### [TEXTO EXTRAÍDO]
★ ★ ★ ★

Irá fazer beicinho, fechar a cara, trancar-se no quarto e dizer que não quer mais jogar?

A má notícia é que, na maioria das vezes em que isso acontece, quanto mais você se recusa a resolvê-los ou quanto mais você tenta escapar, mais eles crescem e mais rápido te alcançam.

Moral da história

Com o olhar do SIM você passa a se perceber melhor, a perceber melhor o ambiente e faz a única coisa que está ao seu alcance em todo o cenário: agir.

Lembra que o improviso é um jogo de continuidade através da aceitação?

Você aceita E faz alguma coisa, o que é bem diferente de se conformar, pois quando você se conforma com algo significa que você colocou um ponto final e é o fim da história.

Aqui, não.

Você até pode se conformar que não é um cientista e que não irá descobrir a cura para o coronavírus, mas ao aceitar que ele está aí e que mudou quase tudo, você criará (se ainda não criou) urgentemente uma nova forma para viver e trabalhar neste novo cenário.

★ ★ ★ ★

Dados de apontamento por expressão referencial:

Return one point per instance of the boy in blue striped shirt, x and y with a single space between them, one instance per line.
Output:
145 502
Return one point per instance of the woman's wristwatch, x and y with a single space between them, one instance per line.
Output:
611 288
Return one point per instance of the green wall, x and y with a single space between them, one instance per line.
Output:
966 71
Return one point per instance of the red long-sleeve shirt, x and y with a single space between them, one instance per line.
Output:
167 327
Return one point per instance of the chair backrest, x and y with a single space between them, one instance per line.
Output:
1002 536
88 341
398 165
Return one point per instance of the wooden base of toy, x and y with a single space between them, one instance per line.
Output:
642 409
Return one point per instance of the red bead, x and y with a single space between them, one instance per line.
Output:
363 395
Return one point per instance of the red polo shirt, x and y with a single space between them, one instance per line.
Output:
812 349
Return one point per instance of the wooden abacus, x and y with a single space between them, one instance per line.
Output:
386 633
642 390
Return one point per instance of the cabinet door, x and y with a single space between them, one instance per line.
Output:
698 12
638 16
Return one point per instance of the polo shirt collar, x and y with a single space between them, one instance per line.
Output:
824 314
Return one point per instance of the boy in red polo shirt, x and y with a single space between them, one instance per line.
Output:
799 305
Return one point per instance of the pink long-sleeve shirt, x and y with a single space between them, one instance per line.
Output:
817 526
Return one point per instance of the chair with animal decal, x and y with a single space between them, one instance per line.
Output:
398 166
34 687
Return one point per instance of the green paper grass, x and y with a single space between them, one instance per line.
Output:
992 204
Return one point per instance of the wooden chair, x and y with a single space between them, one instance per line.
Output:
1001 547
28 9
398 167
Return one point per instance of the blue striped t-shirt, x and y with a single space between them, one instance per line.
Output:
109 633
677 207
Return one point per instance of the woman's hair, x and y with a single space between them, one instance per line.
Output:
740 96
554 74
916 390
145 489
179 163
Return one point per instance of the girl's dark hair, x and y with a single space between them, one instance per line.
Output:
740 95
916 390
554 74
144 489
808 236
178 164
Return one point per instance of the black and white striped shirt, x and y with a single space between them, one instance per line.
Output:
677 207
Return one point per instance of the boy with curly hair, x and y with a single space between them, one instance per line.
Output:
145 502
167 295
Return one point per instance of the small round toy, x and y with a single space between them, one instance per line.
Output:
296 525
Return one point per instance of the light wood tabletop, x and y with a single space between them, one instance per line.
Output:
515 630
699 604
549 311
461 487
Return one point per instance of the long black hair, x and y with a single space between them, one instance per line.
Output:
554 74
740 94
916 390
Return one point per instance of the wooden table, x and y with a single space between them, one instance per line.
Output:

★ ★ ★ ★

### [ENUNCIADO 1]
Responda com base no texto sobre improviso e aceitação:
(a) Como o texto define o improviso?
(b) Qual é a única coisa ao seu alcance em todo o cenário?
(c) O que significa se conformar com algo?
### [ENUNCIADO 2]
Dê sequência ao texto sobre improviso e aceitação, começando logo após a última frase.

### [RESULTADO 1]
(a) Um jogo de continuidade através da aceitação.
(b) Agir.
(c) Que você colocou um ponto final e é o fim da história.

### [RESULTADO 2]
E, quanto mais rápido for essa aceitação, mais rápido você irá procurar criar as respostas dentro do que estiver ao seu alcance para resolver os problemas.

Um de cada vez.

Dia após dia.

Quer experimentar?

Bônus

Aqui vai um exemplo prático, com um grau de exposição máximo, sobre tudo o que falei até agora e que poderia ter sido um dos maiores vexames de toda a minha vida – mas não foi.

Tinha feito o ótimo curso de Criatividade do Murilo Gun e fui um dos selecionados para fazer uma palestra no encontro anual dos alunos em 2017.

Mais de 300 pessoas no auditório lotado, tudo correndo bem até que bati no controle do microfone e ele… parou.

Silêncio total.

Já tinha feito várias palestras e entrevistas ao longo da vida, e todas correram muito bem.

Nunca tinha passado por isso e sabe o que fiz?

SORRI. 🙂

E sabe por que?

Porque exatamente na véspera eu tinha feito o curso de Improviso do Márcio Ballas, onde além de tudo isto que já escrevi, ele contou os preparativos dele para o primeiro (e sensacional) TEDx que ele fez (clique aqui).

Coincidência?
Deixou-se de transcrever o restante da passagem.